--- Begin TEXT SHOWN ---
# Stihl 028



## ollie (Oct 19, 2008)

This is an old 028WB but has been a great one, really don't use it much anymore. It will start usually with no more than 3 pulls. After running for maybe 15 min. it will start missing out and eventually die. After it sets for about 10 min. or so it will start and run great for about another 6 or so min. and then starts missing out again and dies. It appears to be maybe an electrical problem because even if I choke it it doesn't help. Are we looking at the points, condenser and a coil breaking down when it gets hot? Appreciate any and all reply's I receive.......


----------



## 30yearTech (Sep 14, 2006)

I would be looking at the points and condenser first. Coils are pretty reliable, so I would look at that last.


----------



## ollie (Oct 19, 2008)

Thank 30, appreciate the reply, will look into it maybe sometime next week and will report back. Thanks again....


----------



## ollie (Oct 19, 2008)
--- End TEXT SHOWN ---
--- Begin MATERIAL PROVIDED ---
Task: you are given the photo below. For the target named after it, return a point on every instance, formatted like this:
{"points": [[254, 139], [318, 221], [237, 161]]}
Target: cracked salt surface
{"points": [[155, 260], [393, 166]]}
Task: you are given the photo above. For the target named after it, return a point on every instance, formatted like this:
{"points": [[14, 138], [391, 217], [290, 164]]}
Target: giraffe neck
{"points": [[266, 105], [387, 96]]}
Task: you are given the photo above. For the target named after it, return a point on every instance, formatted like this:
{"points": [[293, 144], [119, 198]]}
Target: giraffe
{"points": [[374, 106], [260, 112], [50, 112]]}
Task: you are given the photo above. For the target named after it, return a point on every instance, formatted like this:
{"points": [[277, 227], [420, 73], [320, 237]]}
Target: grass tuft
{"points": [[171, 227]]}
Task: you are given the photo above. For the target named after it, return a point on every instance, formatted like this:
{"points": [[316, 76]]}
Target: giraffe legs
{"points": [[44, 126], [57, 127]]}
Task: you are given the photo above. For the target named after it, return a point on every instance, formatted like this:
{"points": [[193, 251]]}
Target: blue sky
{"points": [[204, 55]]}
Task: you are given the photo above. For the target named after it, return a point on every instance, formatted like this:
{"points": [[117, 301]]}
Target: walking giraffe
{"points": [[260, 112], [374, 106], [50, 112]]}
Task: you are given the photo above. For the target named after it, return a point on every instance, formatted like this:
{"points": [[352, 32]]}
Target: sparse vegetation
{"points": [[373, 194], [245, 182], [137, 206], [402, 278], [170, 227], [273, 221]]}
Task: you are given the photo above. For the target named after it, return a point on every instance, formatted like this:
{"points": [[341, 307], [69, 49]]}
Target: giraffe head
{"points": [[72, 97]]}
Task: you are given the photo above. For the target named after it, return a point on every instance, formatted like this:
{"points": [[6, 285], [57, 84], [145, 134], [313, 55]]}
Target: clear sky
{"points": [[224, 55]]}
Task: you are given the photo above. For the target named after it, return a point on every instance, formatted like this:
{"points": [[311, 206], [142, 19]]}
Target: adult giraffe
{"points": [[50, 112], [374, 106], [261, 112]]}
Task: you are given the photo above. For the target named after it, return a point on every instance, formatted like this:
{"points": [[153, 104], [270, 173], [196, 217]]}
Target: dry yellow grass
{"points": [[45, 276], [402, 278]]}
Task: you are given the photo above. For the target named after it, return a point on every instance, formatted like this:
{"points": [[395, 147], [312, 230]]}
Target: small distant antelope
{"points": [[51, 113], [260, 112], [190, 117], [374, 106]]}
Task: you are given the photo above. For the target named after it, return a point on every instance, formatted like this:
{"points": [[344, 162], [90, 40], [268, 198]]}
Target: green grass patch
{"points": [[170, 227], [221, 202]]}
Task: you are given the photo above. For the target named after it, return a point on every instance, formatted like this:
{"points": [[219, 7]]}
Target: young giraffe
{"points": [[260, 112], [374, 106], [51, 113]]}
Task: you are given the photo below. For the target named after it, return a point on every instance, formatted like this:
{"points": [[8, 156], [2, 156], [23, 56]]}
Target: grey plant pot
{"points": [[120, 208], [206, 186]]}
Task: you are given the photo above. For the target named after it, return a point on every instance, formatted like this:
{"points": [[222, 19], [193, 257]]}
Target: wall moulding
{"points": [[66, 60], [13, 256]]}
--- End MATERIAL PROVIDED ---
LIST OF TASKS
**1)** Copy the passage of the Stihl 028 thread starting with "# Stihl 028" and going on through "reply's I receive.......".
**2)** Collect every line of the listing that contains the string "grass". Case counts.
The Stihl 028 thread and the listing come from unrelated sources.

FULL ANSWERS
**1)**
# Stihl 028



## ollie (Oct 19, 2008)

This is an old 028WB but has been a great one, really don't use it much anymore. It will start usually with no more than 3 pulls. After running for maybe 15 min. it will start missing out and eventually die. After it sets for about 10 min. or so it will start and run great for about another 6 or so min. and then starts missing out again and dies. It appears to be maybe an electrical problem because even if I choke it it doesn't help. Are we looking at the points, condenser and a coil breaking down when it gets hot? Appreciate any and all reply's I receive.......

**2)**
Target: grass tuft
Target: dry yellow grass
Target: green grass patch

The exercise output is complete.